Buat Apa Malu Jika Saya Bekerja Sebagai PRT?

Suwarni dan Ikah adalah 2 Pekerja Rumah Tangga yang bekerja keras untuk anaknya. Anak Suwarni penyandang disable intelektual, sedangkan Ikah harus bekerja sebagai PRT, menjaga warung di sore hari dan menjaga toko di pasar di pagi hari agar anaknya tetap sekolah

Ini adalah cerita Suwarni, Pekerja Rumah Tangga (PRT) yang bekerja keras dan berorganisasi untuk menghidupi anaknya yang terkena disable intelektual:

“Saya Suwarni dari Cipete. Saya ibu dari 4 orang anak perempuan. Salah satu anak perempuan saya adalah penyandang disabilitas intelektual. Organisasi PRT yang saya ikuti yaitu Sapulidi, kemudian menghubungkan saya dengan organisasi penyandang disable intelektual, Yapesdi.
--*--
◆ DAFTAR TUGAS ◆
**1.** Jawablah pertanyaan berikut berdasarkan teks:
(a) Dari mana Suwarni berasal?
(b) Apa nama organisasi PRT yang diikuti Suwarni?
(c) Pada waktu apa Ikah menjaga toko di pasar?
**2.** Tentukan apakah tiap pernyataan di bawah ini sesuai dengan teks, lalu kutip kata-kata teks yang menjadi penentunya:
(a) Suwarni mempunyai empat anak perempuan.
(b) Ikah menjaga warung pada pagi hari.
(c) Sapulidi adalah organisasi penyandang disable intelektual.
**3.** Menurut teks, mengapa Ikah bekerja sebagai PRT sekaligus menjaga warung dan toko? Jawab dalam satu sampai tiga kalimat.

◆ ENTRI DATA ◆
--*--
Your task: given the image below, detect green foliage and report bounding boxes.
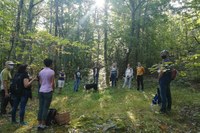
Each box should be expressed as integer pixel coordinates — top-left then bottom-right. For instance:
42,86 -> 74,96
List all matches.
0,78 -> 200,133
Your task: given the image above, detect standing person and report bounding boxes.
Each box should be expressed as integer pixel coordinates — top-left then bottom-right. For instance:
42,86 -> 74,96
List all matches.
58,70 -> 66,93
158,50 -> 172,113
110,63 -> 118,87
11,64 -> 36,125
0,61 -> 14,115
123,64 -> 133,89
93,63 -> 100,86
136,62 -> 145,91
74,67 -> 81,92
38,59 -> 55,130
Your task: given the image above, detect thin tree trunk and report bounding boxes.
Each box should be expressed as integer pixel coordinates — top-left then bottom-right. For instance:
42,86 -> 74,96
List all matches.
104,2 -> 109,85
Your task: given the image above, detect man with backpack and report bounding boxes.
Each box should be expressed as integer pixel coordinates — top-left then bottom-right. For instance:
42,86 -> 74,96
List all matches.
10,64 -> 36,125
158,50 -> 172,113
0,61 -> 14,115
74,67 -> 81,92
38,59 -> 55,130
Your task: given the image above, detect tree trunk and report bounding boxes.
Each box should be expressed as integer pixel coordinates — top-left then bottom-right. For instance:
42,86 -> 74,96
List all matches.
49,0 -> 53,34
104,2 -> 109,85
54,0 -> 59,36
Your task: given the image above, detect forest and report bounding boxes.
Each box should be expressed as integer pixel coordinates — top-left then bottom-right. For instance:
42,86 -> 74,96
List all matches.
0,0 -> 200,133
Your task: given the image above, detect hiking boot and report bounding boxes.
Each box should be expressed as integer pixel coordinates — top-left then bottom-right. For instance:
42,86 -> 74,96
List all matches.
37,125 -> 48,130
20,121 -> 28,126
11,121 -> 19,124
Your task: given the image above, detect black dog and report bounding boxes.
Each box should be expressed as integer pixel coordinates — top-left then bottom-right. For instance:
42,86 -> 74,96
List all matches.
84,84 -> 98,91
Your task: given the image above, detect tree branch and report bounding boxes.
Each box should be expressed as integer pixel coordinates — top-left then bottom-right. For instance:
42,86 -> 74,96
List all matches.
33,0 -> 44,7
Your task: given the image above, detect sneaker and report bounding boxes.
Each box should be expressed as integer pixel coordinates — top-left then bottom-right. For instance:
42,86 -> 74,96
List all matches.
11,121 -> 19,124
20,121 -> 28,126
37,125 -> 48,130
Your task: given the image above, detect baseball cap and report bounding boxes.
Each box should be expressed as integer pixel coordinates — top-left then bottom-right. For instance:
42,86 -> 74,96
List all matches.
5,61 -> 15,65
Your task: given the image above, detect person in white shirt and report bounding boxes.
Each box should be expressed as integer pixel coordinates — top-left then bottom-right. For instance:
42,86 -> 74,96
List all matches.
123,64 -> 133,89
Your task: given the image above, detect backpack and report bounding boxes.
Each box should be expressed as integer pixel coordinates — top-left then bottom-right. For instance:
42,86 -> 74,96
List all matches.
171,68 -> 178,80
46,109 -> 57,126
10,73 -> 24,96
--*--
◆ HASIL AKHIR ◆
**1.**
(a) Cipete.
(b) Sapulidi.
(c) Pagi hari.

**2.**
(a) Ya: "Saya ibu dari 4 orang anak perempuan."
(b) Tidak: "menjaga warung di sore hari dan menjaga toko di pasar di pagi hari"
(c) Tidak: "Organisasi PRT yang saya ikuti yaitu Sapulidi, kemudian menghubungkan saya dengan organisasi penyandang disable intelektual, Yapesdi."

**3.** Ikah bekerja sebagai PRT, menjaga warung di sore hari, dan menjaga toko di pasar di pagi hari agar anaknya tetap sekolah.